Could you quote, exactly as they stand, the lines running from the one with "Can you find the sunlit" to the final line of the material?

(Stored items from a collection)
※ ※ ※

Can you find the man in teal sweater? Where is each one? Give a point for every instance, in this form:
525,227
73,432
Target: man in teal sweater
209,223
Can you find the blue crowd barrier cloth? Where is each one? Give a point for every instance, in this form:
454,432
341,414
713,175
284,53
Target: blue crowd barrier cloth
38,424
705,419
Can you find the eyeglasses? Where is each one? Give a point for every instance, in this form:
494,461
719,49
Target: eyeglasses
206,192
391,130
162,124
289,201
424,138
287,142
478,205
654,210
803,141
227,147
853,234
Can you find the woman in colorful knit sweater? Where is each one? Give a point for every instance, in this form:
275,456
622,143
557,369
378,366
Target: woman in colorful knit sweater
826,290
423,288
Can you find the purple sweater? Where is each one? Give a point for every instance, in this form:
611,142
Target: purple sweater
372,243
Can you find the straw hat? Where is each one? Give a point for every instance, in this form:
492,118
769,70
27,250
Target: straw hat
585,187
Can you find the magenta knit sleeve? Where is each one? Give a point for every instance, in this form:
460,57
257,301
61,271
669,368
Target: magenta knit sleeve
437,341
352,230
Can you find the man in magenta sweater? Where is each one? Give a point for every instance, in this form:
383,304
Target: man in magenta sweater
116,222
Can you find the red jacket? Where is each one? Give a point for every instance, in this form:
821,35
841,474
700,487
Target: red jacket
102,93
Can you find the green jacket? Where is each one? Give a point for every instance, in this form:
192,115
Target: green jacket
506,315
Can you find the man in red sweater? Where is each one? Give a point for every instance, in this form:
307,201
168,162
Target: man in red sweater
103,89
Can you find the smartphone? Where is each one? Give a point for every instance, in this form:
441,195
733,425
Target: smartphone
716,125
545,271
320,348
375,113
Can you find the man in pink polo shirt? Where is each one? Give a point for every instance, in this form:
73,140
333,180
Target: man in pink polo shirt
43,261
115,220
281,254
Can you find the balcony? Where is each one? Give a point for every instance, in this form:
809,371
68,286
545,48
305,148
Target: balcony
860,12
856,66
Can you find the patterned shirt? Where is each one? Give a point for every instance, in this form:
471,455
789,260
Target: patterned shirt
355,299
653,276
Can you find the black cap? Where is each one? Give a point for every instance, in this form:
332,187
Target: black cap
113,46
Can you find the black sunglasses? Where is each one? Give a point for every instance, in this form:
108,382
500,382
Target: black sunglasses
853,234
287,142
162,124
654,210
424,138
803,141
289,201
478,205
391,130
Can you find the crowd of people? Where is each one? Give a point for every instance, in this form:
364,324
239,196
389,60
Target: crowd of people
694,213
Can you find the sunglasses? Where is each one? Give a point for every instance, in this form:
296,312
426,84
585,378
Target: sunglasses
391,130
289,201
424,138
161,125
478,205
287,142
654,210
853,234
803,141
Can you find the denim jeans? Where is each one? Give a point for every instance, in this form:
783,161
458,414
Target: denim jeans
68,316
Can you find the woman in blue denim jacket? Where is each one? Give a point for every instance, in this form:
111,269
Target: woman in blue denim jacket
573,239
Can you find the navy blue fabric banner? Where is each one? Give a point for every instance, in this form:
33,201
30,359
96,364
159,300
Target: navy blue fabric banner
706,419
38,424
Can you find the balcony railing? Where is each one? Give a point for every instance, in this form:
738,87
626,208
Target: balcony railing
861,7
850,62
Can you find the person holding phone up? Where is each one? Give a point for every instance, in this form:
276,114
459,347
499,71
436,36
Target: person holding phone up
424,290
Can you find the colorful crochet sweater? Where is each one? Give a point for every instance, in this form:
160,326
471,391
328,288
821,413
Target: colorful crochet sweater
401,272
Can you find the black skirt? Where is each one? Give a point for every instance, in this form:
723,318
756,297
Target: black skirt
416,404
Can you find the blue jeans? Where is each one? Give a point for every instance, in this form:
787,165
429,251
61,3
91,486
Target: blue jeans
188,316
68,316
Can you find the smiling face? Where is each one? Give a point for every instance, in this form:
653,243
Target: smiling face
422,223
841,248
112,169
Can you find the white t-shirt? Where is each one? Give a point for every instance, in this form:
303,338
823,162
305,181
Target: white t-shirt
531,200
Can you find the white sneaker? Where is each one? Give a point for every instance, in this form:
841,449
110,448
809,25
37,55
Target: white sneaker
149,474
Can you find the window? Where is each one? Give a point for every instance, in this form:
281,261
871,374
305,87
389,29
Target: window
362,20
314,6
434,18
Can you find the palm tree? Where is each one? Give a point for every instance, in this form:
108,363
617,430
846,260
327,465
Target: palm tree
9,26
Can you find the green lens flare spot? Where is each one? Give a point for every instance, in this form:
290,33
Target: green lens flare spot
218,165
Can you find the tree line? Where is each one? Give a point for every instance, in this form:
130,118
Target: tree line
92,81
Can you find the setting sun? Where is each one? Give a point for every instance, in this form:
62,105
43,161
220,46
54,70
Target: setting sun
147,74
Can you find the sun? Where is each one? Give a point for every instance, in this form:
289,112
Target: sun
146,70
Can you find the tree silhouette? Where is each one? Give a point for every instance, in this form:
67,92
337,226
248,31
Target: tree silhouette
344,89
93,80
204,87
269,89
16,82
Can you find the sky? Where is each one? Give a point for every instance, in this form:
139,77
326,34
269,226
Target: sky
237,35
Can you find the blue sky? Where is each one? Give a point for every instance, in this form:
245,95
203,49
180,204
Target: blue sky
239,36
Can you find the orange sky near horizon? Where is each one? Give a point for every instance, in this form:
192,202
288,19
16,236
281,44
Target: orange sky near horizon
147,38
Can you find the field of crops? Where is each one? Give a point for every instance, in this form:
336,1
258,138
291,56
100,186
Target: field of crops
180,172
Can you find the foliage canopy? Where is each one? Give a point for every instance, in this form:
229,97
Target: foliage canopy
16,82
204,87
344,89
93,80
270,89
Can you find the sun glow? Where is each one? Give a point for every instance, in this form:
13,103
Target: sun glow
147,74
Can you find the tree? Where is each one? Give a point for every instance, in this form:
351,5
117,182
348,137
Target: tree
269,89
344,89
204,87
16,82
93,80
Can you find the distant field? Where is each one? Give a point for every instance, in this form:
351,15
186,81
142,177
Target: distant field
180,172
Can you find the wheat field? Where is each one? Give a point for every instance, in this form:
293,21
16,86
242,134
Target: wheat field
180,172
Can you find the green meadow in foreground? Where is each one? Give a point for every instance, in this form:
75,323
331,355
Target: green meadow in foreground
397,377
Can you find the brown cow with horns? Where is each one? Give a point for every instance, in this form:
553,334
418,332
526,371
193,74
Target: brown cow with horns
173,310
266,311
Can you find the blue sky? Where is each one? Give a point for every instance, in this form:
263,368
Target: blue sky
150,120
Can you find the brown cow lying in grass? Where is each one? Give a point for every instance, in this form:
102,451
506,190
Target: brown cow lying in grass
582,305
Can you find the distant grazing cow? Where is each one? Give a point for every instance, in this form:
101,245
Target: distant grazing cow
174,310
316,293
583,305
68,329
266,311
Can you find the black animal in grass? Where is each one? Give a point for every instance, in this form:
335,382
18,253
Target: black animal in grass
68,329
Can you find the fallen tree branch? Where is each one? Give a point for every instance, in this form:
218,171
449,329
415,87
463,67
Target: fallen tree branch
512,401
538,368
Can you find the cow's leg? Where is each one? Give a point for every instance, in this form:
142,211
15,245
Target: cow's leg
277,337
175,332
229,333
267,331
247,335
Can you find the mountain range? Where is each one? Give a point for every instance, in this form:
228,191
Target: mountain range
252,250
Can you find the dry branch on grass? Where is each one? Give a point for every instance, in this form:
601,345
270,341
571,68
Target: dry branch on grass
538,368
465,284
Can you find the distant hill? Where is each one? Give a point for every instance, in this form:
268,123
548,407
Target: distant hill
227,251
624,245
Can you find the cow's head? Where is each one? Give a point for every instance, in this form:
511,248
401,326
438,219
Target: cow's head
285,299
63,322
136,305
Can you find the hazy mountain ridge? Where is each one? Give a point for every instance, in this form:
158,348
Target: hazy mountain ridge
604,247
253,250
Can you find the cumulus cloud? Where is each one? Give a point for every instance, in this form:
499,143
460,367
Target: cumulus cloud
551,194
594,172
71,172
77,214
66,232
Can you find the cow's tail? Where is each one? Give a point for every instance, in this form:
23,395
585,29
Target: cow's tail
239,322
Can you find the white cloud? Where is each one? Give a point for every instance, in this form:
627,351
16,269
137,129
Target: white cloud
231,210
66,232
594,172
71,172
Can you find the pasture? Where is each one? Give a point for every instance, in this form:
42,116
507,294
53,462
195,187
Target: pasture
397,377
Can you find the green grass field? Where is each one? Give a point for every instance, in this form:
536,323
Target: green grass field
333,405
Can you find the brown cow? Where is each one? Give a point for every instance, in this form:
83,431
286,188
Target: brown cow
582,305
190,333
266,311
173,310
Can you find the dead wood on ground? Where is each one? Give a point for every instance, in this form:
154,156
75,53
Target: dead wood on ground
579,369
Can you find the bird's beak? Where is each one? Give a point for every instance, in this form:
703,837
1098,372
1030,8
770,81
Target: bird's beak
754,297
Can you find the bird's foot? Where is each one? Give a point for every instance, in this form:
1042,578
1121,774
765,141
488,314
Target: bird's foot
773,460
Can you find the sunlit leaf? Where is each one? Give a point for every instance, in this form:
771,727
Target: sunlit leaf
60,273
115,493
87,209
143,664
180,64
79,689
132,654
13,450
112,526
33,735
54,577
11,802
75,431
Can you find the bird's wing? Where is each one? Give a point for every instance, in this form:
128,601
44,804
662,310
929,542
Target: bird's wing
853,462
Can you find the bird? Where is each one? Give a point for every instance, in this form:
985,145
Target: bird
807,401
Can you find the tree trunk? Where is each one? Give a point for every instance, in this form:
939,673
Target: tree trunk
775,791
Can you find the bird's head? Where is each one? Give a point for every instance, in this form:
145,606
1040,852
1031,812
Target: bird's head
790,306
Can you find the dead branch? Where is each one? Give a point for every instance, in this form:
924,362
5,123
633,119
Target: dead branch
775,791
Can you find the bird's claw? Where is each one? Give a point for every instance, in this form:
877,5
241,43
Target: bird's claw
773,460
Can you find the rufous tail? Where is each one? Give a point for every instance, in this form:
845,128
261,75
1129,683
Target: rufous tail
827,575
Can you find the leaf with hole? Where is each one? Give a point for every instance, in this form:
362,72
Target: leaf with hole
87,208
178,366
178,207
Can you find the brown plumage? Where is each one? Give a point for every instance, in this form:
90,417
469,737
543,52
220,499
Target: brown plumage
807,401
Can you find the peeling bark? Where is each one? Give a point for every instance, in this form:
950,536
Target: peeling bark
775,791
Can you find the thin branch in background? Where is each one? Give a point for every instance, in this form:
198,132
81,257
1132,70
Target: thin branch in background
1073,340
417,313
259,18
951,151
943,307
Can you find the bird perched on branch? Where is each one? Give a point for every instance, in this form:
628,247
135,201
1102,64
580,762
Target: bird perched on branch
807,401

※ ※ ※

Answer to this task -
Can you find the sunlit leaf? Where is each one? Give a point for every instance, in this form:
771,727
Target: sunlit leaf
60,273
115,493
87,209
143,664
180,64
79,689
132,654
13,450
112,526
33,735
54,577
11,802
75,431
Can you find the bird's wing? Where is each one? Give a point for every instance, in this form:
128,601
44,804
662,310
929,542
Target: bird's wing
853,462
Can you find the bird? Where is each one? Give a point for every instance, in this form:
985,145
Target: bird
807,401
Can you find the tree trunk? Where is each one? Give a point for every instance, in this form:
939,673
Target: tree trunk
775,791
Can you find the bird's head? Where is each one? Give a point for every instance, in this form:
145,606
1040,852
1031,812
Target: bird's head
790,306
Can you find the dead branch? Where is each one? Give a point for every instance, in this form:
924,362
5,123
633,119
Target: dead branch
775,791
Can you find the bird's claw? Where is each one? Give a point for every instance, in this form:
877,5
241,43
Target: bird's claw
773,460
Can you find the rufous tail? Where is each one? Give a point for every instance, in this form:
845,128
261,75
1129,683
Target: rufous tail
827,575
Can you find the leaf with hole? Where is each one? Give a point for every instance, in this form:
362,72
Target: leaf with hole
87,208
178,366
178,207
Can you find the brown plumage? Where is each one? Give a point for every instance, in this form:
90,417
469,737
543,52
220,499
Target: brown plumage
807,401
Can you find the peeling bark? Where is each one? Give a point for every instance, in this form:
950,536
Target: peeling bark
775,791
Can you find the thin branch in background? Where is each one? Give a point for every instance, in this form:
198,132
81,257
1132,70
Target: thin branch in background
1073,340
417,313
259,18
951,151
943,307
Can you find the bird perched on branch? Where is each one? Give a point for every instance, in this form:
628,247
135,201
1102,64
580,762
Target: bird perched on branch
807,401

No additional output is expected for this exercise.